Nothing other than the lines from the one containing "Mark every instance of the roadside" through the close of the entries below should be printed, each exactly.

Supplied information =>
▬▬▬

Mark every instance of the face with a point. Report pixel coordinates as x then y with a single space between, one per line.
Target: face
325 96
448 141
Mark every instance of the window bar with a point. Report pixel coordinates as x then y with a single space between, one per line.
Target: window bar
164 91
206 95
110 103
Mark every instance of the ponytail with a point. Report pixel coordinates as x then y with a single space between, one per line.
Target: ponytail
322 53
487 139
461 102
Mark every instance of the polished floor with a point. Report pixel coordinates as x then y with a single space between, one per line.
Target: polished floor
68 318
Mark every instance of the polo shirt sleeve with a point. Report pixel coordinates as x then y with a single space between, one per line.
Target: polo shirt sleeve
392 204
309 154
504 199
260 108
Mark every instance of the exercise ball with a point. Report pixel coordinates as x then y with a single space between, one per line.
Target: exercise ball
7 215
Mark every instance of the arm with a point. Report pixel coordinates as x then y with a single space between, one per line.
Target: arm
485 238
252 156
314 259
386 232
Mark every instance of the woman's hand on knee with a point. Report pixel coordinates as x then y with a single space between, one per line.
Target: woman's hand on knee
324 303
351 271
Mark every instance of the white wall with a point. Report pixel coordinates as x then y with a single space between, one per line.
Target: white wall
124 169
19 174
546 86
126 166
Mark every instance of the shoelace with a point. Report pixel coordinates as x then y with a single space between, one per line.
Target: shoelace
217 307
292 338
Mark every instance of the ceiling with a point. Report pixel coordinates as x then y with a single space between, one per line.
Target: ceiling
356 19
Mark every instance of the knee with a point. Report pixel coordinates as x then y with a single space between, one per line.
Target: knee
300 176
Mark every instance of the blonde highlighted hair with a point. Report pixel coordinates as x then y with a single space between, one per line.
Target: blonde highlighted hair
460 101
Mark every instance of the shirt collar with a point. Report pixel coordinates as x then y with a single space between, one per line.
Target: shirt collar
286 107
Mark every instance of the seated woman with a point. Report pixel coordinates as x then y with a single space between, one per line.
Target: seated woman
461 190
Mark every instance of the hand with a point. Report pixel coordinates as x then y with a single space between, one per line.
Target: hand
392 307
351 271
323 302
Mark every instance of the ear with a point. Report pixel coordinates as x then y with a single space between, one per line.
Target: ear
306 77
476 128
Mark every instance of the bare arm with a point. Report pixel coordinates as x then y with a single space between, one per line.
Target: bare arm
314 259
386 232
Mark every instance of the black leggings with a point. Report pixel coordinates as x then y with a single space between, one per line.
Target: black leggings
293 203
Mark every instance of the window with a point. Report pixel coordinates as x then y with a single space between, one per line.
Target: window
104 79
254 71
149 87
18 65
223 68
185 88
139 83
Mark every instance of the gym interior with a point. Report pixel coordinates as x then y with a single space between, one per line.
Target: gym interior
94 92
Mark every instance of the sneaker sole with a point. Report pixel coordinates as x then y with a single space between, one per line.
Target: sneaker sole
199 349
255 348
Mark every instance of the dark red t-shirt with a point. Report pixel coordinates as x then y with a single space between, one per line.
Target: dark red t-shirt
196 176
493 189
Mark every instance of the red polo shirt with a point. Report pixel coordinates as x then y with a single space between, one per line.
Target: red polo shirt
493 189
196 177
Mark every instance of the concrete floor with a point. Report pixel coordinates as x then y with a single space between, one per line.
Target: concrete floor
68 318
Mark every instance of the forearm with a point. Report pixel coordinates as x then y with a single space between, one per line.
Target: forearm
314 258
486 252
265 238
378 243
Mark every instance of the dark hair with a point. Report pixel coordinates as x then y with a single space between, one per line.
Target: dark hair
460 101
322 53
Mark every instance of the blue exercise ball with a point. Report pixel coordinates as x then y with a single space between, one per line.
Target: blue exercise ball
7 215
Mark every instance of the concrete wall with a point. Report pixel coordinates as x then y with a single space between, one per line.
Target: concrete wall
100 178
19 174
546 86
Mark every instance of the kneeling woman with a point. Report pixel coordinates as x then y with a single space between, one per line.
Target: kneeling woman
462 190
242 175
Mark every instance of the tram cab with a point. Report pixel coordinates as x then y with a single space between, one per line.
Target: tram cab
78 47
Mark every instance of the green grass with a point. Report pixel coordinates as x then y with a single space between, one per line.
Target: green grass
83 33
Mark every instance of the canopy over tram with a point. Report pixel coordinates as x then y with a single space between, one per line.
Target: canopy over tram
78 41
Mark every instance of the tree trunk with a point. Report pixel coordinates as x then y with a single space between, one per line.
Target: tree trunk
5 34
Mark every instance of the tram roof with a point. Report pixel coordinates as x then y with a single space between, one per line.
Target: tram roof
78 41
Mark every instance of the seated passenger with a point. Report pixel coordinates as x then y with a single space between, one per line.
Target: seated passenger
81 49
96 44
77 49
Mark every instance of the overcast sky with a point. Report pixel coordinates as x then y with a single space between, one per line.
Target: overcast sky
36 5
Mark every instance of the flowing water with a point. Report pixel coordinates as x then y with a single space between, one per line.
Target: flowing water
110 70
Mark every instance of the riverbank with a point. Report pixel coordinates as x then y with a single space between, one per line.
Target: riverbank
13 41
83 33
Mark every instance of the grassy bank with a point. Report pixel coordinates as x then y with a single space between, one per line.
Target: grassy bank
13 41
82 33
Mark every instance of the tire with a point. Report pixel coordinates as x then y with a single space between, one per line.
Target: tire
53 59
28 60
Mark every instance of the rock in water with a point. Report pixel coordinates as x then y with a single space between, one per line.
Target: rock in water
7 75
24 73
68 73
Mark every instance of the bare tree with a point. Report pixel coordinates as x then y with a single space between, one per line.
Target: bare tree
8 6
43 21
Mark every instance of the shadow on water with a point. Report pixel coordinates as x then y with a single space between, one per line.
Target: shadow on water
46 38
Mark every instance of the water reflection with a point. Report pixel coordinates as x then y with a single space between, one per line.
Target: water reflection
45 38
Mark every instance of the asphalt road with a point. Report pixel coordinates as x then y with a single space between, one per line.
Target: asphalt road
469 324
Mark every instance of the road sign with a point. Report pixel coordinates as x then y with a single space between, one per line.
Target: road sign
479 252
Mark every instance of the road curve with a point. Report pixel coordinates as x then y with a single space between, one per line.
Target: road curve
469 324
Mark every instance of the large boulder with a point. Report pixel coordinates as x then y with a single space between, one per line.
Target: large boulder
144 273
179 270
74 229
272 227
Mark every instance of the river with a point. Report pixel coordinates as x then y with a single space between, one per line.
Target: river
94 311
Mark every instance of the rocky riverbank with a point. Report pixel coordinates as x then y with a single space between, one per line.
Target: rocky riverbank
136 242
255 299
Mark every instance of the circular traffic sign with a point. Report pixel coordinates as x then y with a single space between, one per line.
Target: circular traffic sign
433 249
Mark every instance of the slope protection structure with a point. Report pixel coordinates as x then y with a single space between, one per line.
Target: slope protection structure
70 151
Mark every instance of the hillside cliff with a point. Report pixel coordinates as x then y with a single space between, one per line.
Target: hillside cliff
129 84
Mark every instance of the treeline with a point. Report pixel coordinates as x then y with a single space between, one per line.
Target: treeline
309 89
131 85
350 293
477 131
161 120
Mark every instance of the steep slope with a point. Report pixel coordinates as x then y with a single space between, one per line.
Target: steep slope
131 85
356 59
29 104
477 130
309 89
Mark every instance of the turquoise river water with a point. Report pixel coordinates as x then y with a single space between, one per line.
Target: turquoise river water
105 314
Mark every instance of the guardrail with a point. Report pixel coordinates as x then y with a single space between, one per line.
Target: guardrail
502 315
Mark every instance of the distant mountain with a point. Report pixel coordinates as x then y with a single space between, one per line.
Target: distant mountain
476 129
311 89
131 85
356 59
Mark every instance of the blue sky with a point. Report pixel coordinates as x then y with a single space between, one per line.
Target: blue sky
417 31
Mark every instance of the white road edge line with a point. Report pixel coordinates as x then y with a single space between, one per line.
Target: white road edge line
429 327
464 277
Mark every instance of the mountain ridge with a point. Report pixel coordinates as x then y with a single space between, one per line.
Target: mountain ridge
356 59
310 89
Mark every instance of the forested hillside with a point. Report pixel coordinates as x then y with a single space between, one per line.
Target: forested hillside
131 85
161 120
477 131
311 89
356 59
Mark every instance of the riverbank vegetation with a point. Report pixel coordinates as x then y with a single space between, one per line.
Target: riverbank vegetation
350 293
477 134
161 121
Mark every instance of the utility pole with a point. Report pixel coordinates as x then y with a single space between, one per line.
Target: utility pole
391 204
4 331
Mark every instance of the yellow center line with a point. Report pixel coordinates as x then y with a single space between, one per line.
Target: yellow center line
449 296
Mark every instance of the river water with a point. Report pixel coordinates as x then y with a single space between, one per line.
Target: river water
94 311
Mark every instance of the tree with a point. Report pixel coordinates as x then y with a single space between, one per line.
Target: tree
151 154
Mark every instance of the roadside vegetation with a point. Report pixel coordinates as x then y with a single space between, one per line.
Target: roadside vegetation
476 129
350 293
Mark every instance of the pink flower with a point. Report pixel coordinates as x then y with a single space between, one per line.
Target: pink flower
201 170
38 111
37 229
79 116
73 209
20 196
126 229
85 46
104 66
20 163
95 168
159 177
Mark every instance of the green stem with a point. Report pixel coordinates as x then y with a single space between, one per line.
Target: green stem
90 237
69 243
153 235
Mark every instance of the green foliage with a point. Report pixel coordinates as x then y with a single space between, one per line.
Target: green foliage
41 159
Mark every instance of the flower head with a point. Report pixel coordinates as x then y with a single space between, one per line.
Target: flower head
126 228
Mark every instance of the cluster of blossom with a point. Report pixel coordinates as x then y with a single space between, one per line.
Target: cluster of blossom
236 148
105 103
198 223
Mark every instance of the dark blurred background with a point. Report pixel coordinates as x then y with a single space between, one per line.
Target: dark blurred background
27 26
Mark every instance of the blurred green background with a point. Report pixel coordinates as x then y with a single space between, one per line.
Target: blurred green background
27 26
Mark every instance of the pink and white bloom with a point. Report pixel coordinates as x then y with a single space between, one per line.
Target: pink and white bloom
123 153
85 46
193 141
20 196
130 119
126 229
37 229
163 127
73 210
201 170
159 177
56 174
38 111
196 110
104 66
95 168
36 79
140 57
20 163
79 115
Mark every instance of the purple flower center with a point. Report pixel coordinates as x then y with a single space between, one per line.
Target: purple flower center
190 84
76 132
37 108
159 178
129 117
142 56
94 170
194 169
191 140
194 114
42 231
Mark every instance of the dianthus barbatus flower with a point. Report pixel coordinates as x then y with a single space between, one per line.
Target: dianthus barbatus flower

▬▬▬

Result for this task =>
Mark every instance of the roadside vegetation with a point. Report pixel coordinates as x then y with a single space between, one per line.
Target: roadside vegetation
476 129
350 293
Mark every instance of the pink flower with a point. Report pixel coordinates as x then y with a single space between, one per line.
Target: pink flower
201 170
38 111
37 229
79 116
73 209
20 196
126 229
85 46
104 66
20 163
95 168
159 177
Mark every instance of the green stem with a point. Report pixel coordinates as x then y with a single space between, one per line.
Target: green stem
90 237
69 243
153 235
Mark every instance of the green foliage with a point. Report pixel coordinates as x then y with a single space between, one per line.
Target: green foliage
41 159
Mark every instance of the flower head with a point. Report pixel coordinates as x then y with a single space between, one per line.
Target: flower head
126 228
Mark every instance of the cluster of blossom with a point. Report pixel coordinates as x then y with a single space between, one per line.
Target: cluster of blossom
236 148
105 103
198 223
Mark every instance of the dark blurred background with a point. Report pixel coordinates as x then y with a single space between, one per line.
Target: dark blurred background
27 26
Mark every instance of the blurred green background with a point. Report pixel coordinates as x then y with a single space between, one per line.
Target: blurred green background
27 26
Mark every instance of the pink and white bloom with a point. Report pixel coordinates as x then y with a single space between, one per line.
Target: pink and white bloom
123 153
85 46
193 141
20 196
130 119
126 229
37 229
163 127
73 210
201 170
159 177
56 174
38 111
196 110
104 66
95 168
36 79
140 57
20 163
79 115
Mark every instance of the purple flower center with a point. Report pixel coordinates as x then y with a single space between, one per line.
Target: purple flower center
190 84
76 132
37 108
159 178
129 117
142 56
94 170
194 169
191 140
194 114
42 231
Mark every instance of the dianthus barbatus flower with a point. Report pixel coordinates as x then y with a single space between, one per line.
Target: dianthus barbatus flower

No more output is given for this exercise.